• PROVIDED PASSAGE:
What should a court do when confronted with evidence of racial bias in jury deliberations? At common law, once a case was over a verdict could not be challenged based on evidence of what happened during jury deliberations. This historical rule against the impeachment of jury verdicts is codified in Rule 606(b) of the Federal Rules of Evidence. The rule serves to encourage free and frank communications within the jury room, to prevent the harassment of jurors once a case is over, and to promote respect for and finality of jury verdicts.
Last week in United States v. Peña-Rodriguez the Supreme Court ruled 5-3 that the Constitution requires an exception to this rule when there is evidence of racial bias in jury deliberations. (I first wrote about the case when it was argued last fall, you can find that post here.) Faced with the evidence of such bias, the Court was understandably reluctant to leave the defendant without a remedy. But the implications for the jury system go far beyond this single case.
The Issue in Peña-Rodriguez
A Colorado jury convicted Mr. Peña-Rodriguez of unlawful sexual contact with two young women. After the case was over, two jurors reported to his defense attorney that another juror had demonstrated bias against Hispanics during deliberations. That juror reportedly made several statements demonstrating his prejudices, including that the defendant was likely guilty because Mexican men have a macho attitude and believe they can take whatever they want when it comes to women.

• STORED RECORDS:
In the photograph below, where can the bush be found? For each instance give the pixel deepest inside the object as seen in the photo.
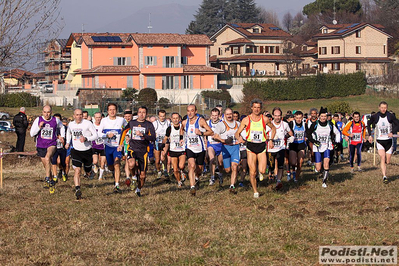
(147, 97)
(19, 99)
(222, 95)
(339, 107)
(315, 87)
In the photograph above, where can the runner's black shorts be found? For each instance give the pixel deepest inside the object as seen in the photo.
(99, 152)
(80, 158)
(199, 157)
(297, 147)
(175, 154)
(272, 156)
(256, 147)
(140, 157)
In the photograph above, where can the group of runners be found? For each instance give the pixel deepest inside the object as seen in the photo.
(262, 143)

• GIVEN EXERCISE 1: Do the following statements agree with the passage on racial bias in jury deliberations? (a) The Supreme Court decided Peña-Rodriguez unanimously. (b) Rule 606(b) of the Federal Rules of Evidence codifies the rule against impeaching jury verdicts. (c) Two jurors told the defense attorney about another juror's bias after the case was over. Answer yes or no for each, quoting the words of the passage that decide it.
• GIVEN EXERCISE 2: Can you carry the passage on racial bias in jury deliberations forward from its last sentence?

• EXERCISE OUTPUT 1:
(a) No: "the Supreme Court ruled 5-3"
(b) Yes: "This historical rule against the impeachment of jury verdicts is codified in Rule 606(b) of the Federal Rules of Evidence."
(c) Yes: "After the case was over, two jurors reported to his defense attorney that another juror had demonstrated bias against Hispanics during deliberations."

• EXERCISE OUTPUT 2:
The Colorado courts ruled Peña-Rodriguez could not challenge his conviction based on this evidence. Colorado has a rule similar to Federal Rule 606(b), which prohibits the impeachment of jury verdicts based on evidence of what happened during deliberations. The great majority of states follow this same rule.
Nine states, however, follow a more relaxed standard known as the Iowa rule. These states prohibit inquiry into a juror’s own subjective beliefs following a verdict but do allow scrutiny of things that take place during deliberations, including statements reflecting bias by other jurors.
Confronting Racial Bias in Jury Deliberations
Peña-Rodriguez argued in the Supreme Court that his Sixth Amendment right to a fair trial required that he be allowed to challenge his conviction. In an opinion by Justice Kennedy, the Supreme Court agreed. The Court ruled there must be an exception to the no-impeachment rule when there are allegations of racial bias in jury deliberations.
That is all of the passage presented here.